▸ QUOTED TEXT
(begin)

# Passenger door won't open from the outside



## duckredbeard (Jan 24, 2002)

At the worst possible time, I locked my keys in the car. (On vacation, daughter in the car, wife's purse in the car...luckily the AC was on). The locksmith was able to get us into the car within about 15 minutes, my daughter was ok. 
The locksmith attempted to pull the passenger forward interior door handle with a rigid shaped rod that he selected from a phonebook sized manual. We were able to get the rod through the upper aft corner of the door and he was able to pull the handle enough that the door lock popped up, but the door didn't open, even with 3 pulls. We then did the same trick with the back door, on the second pull, the back door opened. 
We got every thing settled and the next time I went to open the passenger side front door from the outside, we get nothing. Inside works fine. 
I hope this is just something like the locks are out of sequence. Is there a fuse I can pull to reset the lock system?


----------



## Eric D (Feb 16, 1999)

*Re: Passenger door won't open from the outside (duckredbeard)*

Possible the door handles cable had popped off. 
Has the vehicle had any work done to the door recently?
Instructions in this link.
http://forums.vwvortex.com/zerothread?id=1015107
The cable is at the yellow arrow (shown removed from handle).


----------



## duckredbeard (Jan 24, 2002)

*Re: Passenger door won't open from the outside (duckredbeard)*

No work ever done to this door.


----------



## Eric D (Feb 16, 1999)

*Re: Passenger door won't open from the outside (duckredbeard)*

I'd first examine the handle for the cable issue.
If the cable is attached, then the issue lies inside the door at the door lock module.
Lists for about $200 for the module, and extra $$ for labor.
A new outside cable is about $16, but $$ for labor to install it too.
Best of luck!


----------



## duckredbeard (Jan 24, 2002)

(end)

▸ RECORDED DATA
(begin)

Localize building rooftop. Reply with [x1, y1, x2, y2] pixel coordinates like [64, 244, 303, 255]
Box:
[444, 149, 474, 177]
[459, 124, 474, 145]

(end)

Please continue the forum thread about the passenger door that won't open from the outside, starting right after its final line.

*Re: Passenger door won't open from the outside (Eric D)*

I rolled the window down and looked into the door while operating the exterior handle. I can see the cable pull on the mechanism, and I see other things move. I do see one part down inside the door that isn't attached to anything. It is about an inch long, shaped kind of like the letter A, but with the sides parallel and the top more like bullet shaped. Instead of a single cross piece, it has an X. Make sense?
So I observed the movements of the mechanisms and compared them to what I could see of the driver's door. No difference that I could see. I have to wait until monday to get the T20 bit to take the door panel off, I have plenty of T15s and T25s, but no T20.
EDIT: The part I described above is about the 6 o'clock position in the third photo of http://forums.vwvortex.com/zerothread?id=1542461


_Modified by duckredbeard at 1:23 PM 5-17-2009_


----------



## Eric D (Feb 16, 1999)

*Re: Passenger door won't open from the outside (duckredbeard)*

That is a retaining bracket (VW calls it that), and is a part that must be transferred over to the new lock and secured with a new rivet.
The fact that is wasn't attached isn't a big deal, but would indicate that someone have been inside that door in the past.
I've serviced many of these door locks over the years and had one that wouldn't open. It had a broken spring, but the complete door lock was replaced.


----------



## duckredbeard (Jan 24, 2002)

*Re: Passenger door won't open from the outside (duckredbeard)*

Finally got around to this repair.
I got into the inside of the door and removed the door lock mechanism, using all the helpful DIYs and a Bentley manual. Once I had the mechanism in hand, i pulled on each release cable and saw that they both operated the release as they should.
When I reinstalled the mechanism and connected the outer handle cable, it no longer worked. I saw that the outer handle wasn't pulling out from the car as much as the other handles. Something was restricting its travel. I removed it from the door, then reinstalled it. The travel got better by about 1/4 inch, so I reattached the cable. Now it works!
I reassembled the door and everything still works! I suspect that it was something to do with the door handle mechanism travel.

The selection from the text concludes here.